It also gives one obvious place to put resilience: the try/catch degrades a Driver-service outage into “no drivers found” instead of a crashed request.

The Race: Two Riders, One Driver

Step 3 hides the hardest problem in matching. Two riders request trips at the same instant. GEOSEARCH runs twice and returns the same nearest driver to both. Without coordination, both trips get assigned to him.

The fix lives in the Driver service’s assign endpoint — a Redis SET ... NX lock, which is atomic.

async assign(driverId: string): Promise<{ ok: boolean }> {
  // SET key value EX 10 NX — succeeds only if the key does not exist
  const locked = await this.redis.set(
    driverLockKey(driverId), '1', 'EX', 10, 'NX',
  );
  if (locked !== 'OK') {
    return { ok: false }; // another trip already claimed this driver
  }

  // We own the driver — mark BUSY and pull them out of the GEO index
  await this.prisma.driver.update({
    where: { id: driverId },
    data: { status: DriverStatus.BUSY },
  });
  await this.geo.removeDriver(driverId);

  return { ok: true };
}

SET ... NX returns OK only if it created the key. Exactly one of the two concurrent requests gets OK; the other gets null. The losing trip sees { ok: false }, the matching loop moves to its next candidate, and the second rider is assigned the second-nearest driver. No double-booking.

Two extra touches make the result clean:

• EX 10 — the lock self-expires. If the trip service crashes mid-assignment, the driver isn’t locked forever.
• geo.removeDriver — once claimed, the driver is ZREM’d from drivers:locations, so no future GEOSEARCH even considers them. When the trip ends, release flips status back to ONLINE and the driver re-enters the GEO set on their next location update.

This is a deliberately small piece of distributed locking — no Redlock, no consensus. For a single Redis instance and a 10-second critical section, SET NX EX is the right amount of machinery.

Trip Lifecycle

Once assigned, a trip walks a small state machine, and every transition is guarded.

REQUESTED ──▶ ASSIGNED ──▶ ONGOING ──▶ COMPLETED
     │            │            │
     └──▶ NO_DRIVER└────────────┴──▶ CANCELLED

start, complete, and cancel each check the current status before moving — calling complete on a REQUESTED trip is a 409, not a silent no-op. complete and cancel also call driverClient.release(driverId) so the driver becomes matchable again. Every transition publishes an event — which is how the rider’s screen finds out.

Real-Time Tracking: Pub/Sub to WebSocket

A rider watching their driver approach needs live updates. The pieces are already there — Redis is in the stack — so the realtime layer is Redis Pub/Sub feeding Socket.IO.

INFORMATION SHOWN >>
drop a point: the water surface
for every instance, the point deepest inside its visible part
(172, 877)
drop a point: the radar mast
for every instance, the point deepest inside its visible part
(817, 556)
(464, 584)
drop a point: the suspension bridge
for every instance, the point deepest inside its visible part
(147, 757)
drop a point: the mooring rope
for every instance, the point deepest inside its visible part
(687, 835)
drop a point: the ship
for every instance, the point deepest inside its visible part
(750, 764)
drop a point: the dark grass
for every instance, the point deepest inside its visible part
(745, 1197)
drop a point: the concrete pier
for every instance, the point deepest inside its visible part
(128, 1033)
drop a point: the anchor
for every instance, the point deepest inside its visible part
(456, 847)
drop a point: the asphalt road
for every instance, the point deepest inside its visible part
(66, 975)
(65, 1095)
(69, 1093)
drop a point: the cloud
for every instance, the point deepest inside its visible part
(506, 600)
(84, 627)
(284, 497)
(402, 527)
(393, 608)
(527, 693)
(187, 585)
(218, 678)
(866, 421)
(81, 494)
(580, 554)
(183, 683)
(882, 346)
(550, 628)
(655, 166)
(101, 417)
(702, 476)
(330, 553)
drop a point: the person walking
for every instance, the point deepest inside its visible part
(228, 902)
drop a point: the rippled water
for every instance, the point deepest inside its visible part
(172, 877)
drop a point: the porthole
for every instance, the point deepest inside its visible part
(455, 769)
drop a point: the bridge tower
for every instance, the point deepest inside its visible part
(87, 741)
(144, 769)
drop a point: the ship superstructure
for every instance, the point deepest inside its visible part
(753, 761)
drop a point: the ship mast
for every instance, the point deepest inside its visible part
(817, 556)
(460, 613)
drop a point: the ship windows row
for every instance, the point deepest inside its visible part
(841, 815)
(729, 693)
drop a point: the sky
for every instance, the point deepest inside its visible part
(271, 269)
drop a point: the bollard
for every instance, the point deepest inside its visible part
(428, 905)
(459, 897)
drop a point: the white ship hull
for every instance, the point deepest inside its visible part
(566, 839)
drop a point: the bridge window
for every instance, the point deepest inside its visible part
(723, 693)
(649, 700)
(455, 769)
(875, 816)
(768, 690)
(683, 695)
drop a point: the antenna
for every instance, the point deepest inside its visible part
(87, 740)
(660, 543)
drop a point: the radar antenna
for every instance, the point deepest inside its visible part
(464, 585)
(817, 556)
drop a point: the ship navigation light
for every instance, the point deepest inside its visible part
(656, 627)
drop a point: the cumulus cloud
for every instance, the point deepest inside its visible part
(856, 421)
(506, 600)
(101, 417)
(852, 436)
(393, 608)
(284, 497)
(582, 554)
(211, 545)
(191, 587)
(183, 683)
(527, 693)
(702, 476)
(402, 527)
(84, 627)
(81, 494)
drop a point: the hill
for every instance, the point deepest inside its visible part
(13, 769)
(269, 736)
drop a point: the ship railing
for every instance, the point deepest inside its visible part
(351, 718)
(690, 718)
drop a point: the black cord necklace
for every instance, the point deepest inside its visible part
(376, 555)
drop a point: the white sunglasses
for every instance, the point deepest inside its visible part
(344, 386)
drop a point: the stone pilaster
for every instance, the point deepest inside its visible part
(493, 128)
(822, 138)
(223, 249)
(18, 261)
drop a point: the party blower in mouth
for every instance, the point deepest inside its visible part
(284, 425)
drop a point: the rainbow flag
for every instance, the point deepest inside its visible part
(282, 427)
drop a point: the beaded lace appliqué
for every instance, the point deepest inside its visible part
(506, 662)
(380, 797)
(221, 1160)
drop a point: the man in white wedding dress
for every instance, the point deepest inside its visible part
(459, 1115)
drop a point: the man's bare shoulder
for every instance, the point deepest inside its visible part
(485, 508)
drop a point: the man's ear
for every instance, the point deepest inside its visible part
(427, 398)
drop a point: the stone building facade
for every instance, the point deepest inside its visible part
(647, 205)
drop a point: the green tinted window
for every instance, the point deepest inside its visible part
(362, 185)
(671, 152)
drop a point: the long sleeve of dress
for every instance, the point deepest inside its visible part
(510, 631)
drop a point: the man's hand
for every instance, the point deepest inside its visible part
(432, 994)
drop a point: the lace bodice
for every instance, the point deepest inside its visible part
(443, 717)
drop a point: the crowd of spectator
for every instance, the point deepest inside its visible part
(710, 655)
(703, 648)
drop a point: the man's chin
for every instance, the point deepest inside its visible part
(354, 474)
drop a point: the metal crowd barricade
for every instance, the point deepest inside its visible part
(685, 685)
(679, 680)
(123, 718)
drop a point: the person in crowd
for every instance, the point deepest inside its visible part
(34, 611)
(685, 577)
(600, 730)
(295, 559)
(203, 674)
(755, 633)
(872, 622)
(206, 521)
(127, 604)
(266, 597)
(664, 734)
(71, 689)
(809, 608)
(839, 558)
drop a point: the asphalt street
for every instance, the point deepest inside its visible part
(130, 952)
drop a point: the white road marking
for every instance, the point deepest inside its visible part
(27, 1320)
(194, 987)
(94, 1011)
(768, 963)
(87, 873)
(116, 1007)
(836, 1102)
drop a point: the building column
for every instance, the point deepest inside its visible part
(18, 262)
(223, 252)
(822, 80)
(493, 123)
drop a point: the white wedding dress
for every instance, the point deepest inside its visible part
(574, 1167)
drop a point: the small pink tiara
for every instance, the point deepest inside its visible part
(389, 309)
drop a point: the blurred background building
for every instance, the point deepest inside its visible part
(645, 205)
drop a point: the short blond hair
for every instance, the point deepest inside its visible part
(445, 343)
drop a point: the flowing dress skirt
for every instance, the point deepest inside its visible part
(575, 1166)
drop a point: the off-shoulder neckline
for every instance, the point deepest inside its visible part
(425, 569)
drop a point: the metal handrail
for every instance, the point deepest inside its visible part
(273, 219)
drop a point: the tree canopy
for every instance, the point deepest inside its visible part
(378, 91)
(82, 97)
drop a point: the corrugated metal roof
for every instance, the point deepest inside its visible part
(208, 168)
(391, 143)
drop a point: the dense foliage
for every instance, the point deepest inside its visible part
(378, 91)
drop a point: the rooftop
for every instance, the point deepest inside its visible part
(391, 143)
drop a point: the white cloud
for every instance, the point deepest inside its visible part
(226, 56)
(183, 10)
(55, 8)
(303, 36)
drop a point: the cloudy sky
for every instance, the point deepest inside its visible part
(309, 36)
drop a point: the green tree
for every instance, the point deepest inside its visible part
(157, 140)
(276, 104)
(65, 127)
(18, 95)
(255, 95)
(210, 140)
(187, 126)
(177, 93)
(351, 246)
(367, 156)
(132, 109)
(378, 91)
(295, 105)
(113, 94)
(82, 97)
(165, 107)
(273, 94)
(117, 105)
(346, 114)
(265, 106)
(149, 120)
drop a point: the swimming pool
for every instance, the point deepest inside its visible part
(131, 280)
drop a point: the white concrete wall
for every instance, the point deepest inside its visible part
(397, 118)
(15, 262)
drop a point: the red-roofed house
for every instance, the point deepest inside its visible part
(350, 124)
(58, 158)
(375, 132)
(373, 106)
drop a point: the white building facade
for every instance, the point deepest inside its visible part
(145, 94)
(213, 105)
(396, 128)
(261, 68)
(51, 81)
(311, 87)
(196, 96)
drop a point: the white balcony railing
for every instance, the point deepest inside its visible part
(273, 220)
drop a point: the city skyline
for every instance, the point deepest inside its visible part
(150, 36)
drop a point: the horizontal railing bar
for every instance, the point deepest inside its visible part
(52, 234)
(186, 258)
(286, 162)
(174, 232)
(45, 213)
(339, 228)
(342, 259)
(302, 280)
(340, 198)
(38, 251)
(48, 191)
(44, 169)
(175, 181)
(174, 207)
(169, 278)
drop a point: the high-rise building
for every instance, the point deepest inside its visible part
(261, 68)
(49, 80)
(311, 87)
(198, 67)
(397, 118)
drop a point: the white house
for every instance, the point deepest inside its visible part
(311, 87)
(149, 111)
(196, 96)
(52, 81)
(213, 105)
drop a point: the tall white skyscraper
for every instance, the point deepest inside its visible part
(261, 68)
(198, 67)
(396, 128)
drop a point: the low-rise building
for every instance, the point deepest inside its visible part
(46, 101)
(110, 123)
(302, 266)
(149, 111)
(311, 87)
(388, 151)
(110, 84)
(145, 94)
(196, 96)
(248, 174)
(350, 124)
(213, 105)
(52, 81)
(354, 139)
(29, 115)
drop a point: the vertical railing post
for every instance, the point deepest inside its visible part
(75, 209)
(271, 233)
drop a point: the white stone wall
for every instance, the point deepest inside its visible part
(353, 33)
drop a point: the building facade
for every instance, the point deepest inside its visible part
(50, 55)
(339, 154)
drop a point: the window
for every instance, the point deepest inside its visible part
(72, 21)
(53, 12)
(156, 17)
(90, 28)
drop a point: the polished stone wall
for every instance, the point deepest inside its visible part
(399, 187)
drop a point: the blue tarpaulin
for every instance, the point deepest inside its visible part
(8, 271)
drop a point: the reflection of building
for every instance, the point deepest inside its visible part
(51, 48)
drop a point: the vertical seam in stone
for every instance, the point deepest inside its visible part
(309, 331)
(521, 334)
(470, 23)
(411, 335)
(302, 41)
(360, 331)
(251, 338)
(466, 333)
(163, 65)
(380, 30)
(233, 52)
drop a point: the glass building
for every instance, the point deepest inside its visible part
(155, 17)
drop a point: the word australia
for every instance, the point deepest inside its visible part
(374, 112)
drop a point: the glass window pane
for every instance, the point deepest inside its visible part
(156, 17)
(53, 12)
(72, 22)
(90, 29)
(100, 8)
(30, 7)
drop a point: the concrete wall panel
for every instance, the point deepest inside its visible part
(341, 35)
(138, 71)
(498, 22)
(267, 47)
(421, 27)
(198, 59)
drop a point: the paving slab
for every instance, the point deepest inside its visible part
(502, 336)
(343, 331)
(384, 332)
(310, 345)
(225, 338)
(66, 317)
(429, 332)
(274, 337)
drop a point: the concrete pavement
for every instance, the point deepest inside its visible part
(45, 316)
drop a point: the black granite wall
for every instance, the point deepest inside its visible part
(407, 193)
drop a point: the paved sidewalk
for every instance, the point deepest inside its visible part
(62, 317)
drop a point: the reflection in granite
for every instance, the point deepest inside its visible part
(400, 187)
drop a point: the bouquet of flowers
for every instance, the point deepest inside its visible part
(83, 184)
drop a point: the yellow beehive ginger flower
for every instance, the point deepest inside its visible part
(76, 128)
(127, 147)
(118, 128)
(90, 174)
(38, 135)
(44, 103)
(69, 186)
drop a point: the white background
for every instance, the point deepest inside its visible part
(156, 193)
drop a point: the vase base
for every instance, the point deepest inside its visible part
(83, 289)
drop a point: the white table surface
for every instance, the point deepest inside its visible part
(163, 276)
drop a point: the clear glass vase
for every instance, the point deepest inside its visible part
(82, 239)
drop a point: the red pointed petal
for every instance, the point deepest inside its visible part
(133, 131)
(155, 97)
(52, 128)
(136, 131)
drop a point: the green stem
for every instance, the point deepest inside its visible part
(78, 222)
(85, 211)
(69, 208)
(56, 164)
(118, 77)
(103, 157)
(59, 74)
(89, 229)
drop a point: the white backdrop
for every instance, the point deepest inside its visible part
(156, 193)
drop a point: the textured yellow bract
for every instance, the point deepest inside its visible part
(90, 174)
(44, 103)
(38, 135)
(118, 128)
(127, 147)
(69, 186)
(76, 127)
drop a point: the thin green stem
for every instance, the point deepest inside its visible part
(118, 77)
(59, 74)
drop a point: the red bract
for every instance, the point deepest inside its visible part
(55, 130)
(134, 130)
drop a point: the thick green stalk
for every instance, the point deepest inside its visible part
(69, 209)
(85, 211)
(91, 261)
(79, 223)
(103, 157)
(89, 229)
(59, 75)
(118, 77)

TASK DIRECTIONS >> Please rewrite the paragraph of the driver-matching text that begins "SET ... NX returns OK only if" as a short bulleted list that keeps its main facts. The listing plays no part in this exercise.

THE RESPONSE >>
- SET ... NX returns OK only if it created the key.
- Of two concurrent requests, exactly one gets OK and the other gets null.
- The losing trip sees { ok: false }, and the matching loop moves to its next candidate.
- The second rider gets the second-nearest driver, so there is no double-booking.